Zitierter Text:
########################################
Die zusammengeschrumpfte Volkspartei
Nach der Abgeordnetenhauswahl debattieren die Sozialdemokraten selbstkritisch die Ursachen für die Schlappe
Die Rückmeldungen auf den Blogeintrag »Kein Weiter-So in der Berliner Politik« waren durchgängig positiv - bis auf eine: »Ein Genosse sagte mir, das sei die falsche Art, das öffentlich zu diskutieren«, sagt der SPD-Abgeordnete Sven Kohlmeier. Der Abgeordnete aus Marzahn-Hellersdorf - Eigenbeschreibung »Liebling Kaulsdorf« - veröffentlichte Anfang dieser Woche den selbstkritischen Text auf seinem Blog. Über eine Woche lang war zuvor nach der Wahl mit ihrem historisch schlechten Ergebnis für die SPD von 21,6 Prozent nichts geschehen. Nur im Landesvorstand der Sozialdemokraten soll es intern etwas gerappelt haben, aber mehr als die Einsetzung einer Wahlauswertungs-Arbeitsgruppe kam auch dabei nicht zustande.
########################################
Unbearbeitete Datensätze:
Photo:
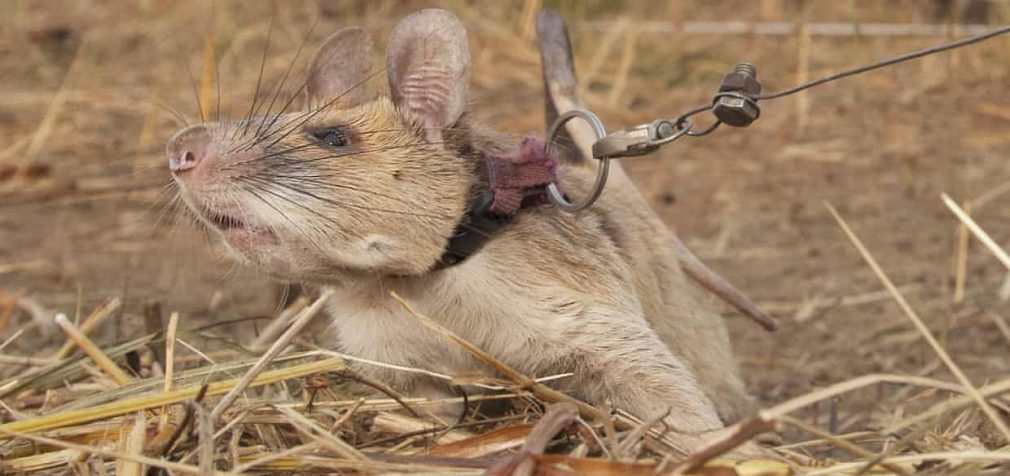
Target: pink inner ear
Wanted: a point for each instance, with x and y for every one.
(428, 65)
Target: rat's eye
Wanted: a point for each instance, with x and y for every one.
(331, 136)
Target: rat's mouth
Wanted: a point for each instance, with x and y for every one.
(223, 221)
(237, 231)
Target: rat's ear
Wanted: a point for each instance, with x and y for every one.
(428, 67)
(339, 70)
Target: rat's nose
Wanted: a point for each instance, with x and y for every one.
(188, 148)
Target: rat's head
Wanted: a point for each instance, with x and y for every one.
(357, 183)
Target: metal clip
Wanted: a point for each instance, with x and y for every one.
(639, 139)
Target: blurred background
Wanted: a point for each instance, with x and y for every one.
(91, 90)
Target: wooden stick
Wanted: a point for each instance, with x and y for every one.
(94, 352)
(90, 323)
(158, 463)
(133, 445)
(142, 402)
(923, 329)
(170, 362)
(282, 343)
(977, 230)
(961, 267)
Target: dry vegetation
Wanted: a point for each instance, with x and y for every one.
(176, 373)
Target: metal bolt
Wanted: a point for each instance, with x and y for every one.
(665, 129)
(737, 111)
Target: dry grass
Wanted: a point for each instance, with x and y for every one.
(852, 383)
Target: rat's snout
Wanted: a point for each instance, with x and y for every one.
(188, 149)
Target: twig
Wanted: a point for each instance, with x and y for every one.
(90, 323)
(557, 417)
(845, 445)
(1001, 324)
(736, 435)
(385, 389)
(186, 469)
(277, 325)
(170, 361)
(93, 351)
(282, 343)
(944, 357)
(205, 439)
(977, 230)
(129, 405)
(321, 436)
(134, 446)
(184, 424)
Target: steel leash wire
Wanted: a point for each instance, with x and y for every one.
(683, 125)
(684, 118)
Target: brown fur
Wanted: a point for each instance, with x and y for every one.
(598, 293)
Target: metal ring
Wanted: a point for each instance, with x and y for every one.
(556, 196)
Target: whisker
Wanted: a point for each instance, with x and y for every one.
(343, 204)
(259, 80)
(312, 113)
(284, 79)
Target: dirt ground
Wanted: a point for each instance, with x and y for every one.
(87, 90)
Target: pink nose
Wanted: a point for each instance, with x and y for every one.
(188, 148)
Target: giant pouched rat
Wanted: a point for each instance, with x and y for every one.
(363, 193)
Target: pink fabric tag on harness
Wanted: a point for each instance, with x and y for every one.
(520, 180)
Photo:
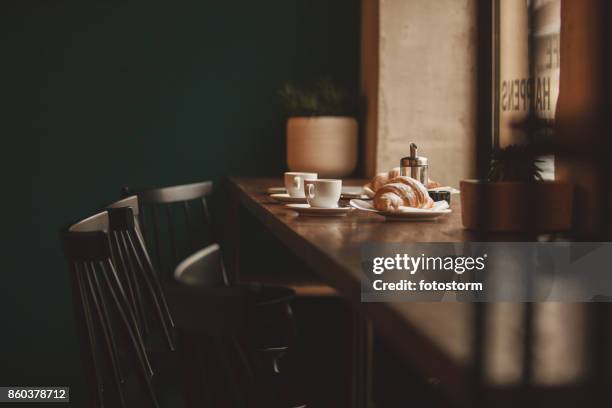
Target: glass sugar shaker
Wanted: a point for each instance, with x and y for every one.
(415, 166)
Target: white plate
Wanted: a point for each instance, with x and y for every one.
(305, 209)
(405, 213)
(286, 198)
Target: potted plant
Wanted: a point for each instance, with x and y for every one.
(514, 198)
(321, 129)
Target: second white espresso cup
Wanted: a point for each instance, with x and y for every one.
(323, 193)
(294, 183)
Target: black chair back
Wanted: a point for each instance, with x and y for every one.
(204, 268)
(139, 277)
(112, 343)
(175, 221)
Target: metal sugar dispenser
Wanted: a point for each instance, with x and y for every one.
########################################
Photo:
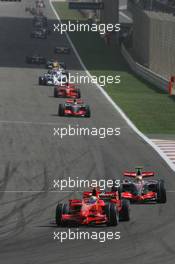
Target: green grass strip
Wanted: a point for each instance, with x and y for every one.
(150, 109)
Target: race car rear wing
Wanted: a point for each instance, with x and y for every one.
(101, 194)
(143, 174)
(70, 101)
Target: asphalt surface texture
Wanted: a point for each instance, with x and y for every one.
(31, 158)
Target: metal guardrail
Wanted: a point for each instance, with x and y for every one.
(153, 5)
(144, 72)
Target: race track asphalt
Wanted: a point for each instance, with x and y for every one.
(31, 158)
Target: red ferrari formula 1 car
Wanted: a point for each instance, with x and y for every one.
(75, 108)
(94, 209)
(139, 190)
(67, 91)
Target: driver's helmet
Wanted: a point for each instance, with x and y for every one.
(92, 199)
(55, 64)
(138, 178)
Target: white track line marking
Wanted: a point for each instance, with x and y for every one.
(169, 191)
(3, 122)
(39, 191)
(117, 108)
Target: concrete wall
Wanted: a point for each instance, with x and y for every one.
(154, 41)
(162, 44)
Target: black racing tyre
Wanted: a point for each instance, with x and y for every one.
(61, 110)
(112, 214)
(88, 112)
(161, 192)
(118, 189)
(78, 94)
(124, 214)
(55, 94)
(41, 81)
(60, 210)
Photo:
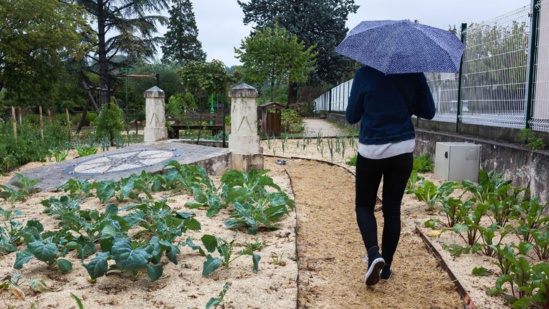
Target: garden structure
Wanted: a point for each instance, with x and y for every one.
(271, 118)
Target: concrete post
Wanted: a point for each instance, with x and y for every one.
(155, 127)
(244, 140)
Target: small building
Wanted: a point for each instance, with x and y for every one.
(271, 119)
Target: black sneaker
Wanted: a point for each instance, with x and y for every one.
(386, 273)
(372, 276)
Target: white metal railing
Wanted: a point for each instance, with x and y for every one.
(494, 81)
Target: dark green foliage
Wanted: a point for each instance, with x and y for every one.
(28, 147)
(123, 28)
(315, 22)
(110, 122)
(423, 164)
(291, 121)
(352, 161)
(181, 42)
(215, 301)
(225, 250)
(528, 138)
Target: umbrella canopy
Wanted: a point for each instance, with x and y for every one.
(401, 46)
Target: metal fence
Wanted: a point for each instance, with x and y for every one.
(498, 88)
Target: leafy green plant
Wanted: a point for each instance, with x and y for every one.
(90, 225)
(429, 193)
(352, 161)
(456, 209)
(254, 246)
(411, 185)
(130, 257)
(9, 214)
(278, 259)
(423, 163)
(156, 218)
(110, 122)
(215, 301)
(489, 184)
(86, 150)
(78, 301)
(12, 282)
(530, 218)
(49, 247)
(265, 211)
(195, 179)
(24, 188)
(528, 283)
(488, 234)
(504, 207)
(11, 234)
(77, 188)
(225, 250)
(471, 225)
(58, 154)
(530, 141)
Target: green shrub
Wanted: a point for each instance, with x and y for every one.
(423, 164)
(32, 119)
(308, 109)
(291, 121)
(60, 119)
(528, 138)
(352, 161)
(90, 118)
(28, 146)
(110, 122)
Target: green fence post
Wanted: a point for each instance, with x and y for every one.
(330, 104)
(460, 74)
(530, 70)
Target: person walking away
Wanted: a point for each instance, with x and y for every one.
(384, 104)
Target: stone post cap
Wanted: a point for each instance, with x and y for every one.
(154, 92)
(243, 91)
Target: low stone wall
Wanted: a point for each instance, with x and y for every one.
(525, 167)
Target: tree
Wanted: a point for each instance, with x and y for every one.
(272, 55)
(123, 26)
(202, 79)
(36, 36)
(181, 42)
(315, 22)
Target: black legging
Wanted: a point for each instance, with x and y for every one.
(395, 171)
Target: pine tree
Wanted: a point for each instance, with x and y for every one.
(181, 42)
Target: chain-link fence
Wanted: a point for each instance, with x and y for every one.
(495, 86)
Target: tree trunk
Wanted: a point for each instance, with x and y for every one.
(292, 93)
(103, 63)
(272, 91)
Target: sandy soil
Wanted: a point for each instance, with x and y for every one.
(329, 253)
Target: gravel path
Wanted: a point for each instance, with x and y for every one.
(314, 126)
########################################
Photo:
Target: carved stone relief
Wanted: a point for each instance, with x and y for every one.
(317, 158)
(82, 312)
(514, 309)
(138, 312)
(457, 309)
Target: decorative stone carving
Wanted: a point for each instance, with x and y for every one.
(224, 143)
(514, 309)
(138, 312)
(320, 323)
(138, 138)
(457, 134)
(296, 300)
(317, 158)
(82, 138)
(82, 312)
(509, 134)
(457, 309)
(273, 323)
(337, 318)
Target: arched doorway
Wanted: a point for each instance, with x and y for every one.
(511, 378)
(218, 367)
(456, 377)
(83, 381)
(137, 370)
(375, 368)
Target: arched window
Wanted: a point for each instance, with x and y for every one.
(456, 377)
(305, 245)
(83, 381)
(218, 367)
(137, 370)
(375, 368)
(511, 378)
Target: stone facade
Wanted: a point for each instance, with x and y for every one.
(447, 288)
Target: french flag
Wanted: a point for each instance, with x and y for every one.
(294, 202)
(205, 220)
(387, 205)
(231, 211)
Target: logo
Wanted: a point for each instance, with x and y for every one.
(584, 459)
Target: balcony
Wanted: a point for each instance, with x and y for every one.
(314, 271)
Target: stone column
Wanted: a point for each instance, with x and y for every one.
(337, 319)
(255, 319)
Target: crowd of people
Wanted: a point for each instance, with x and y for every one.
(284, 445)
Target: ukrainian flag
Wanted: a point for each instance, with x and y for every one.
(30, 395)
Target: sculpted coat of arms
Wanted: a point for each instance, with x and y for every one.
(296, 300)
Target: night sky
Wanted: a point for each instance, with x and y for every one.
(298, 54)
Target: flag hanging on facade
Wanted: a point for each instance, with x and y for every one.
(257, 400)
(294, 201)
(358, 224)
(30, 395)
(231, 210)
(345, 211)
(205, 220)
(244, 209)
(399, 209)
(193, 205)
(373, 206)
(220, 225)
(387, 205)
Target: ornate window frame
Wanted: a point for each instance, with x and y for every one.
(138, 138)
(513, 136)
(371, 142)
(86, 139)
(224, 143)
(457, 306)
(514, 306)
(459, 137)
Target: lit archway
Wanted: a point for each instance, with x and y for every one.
########################################
Aufgaben zur Übung:
A: Nennen Sie alle Stellen im Artikel über die Berliner SPD, die zwischen den Anführungszeichen » und « stehen.
B: Welches Ergebnis erzielte die SPD laut dem Artikel über die Berliner SPD bei der Wahl?
C: Führen Sie den Artikel über die Berliner SPD im Anschluss an seinen letzten Satz weiter.

Lösungen der Aufgaben:
A:
- Kein Weiter-So in der Berliner Politik
- Ein Genosse sagte mir, das sei die falsche Art, das öffentlich zu diskutieren
- Liebling Kaulsdorf

B: 21,6 Prozent.

C:
Dass der erste Aufschlag für die offensichtlich dringend notwendige selbstkritische Diskussion vom östlichen Stadtrand kommt, ist indes kein Zufall. Mit 17 Prozent landete die SPD bei den Zweitstimmen in Marzahn-Hellersdorf auf Platz vier - hinter AfD, LINKEN und CDU. Wenn sich dieser Trend fortsetzt, könnte das bedeuten, dass die SPD bei der Bundestagswahl keinen Bundestagsabgeordneten mehr hat, was wiederum Konsequenzen für Büros und Mitarbeiter vor Ort hätte. »Für uns im Osten ist es eine Strukturfrage, wie wir abschneiden, ohne Mandate fehlen uns die finanziellen Ressourcen«, sagt Kohlmeier. Aber nicht nur aus diesem Grund ist die Alarmstimmung in den Gebieten mit den erstarkten Rechtspopulisten besonders groß. Wobei es Mahnern wie Kohlmeier gar nicht um eine Personaldiskussion geht. »Ich will, dass Michael Müller Landesvorsitzender bleibt, der soll das aushalten, aber er muss auch zu uns an den Stammtisch kommen«, sagt Kohlmeier. Da erlebe er ungefiltert, was die Menschen denken: Vor allem herrsche dort der Eindruck vor, dass für die Menschen vor Ort immer weniger getan werde.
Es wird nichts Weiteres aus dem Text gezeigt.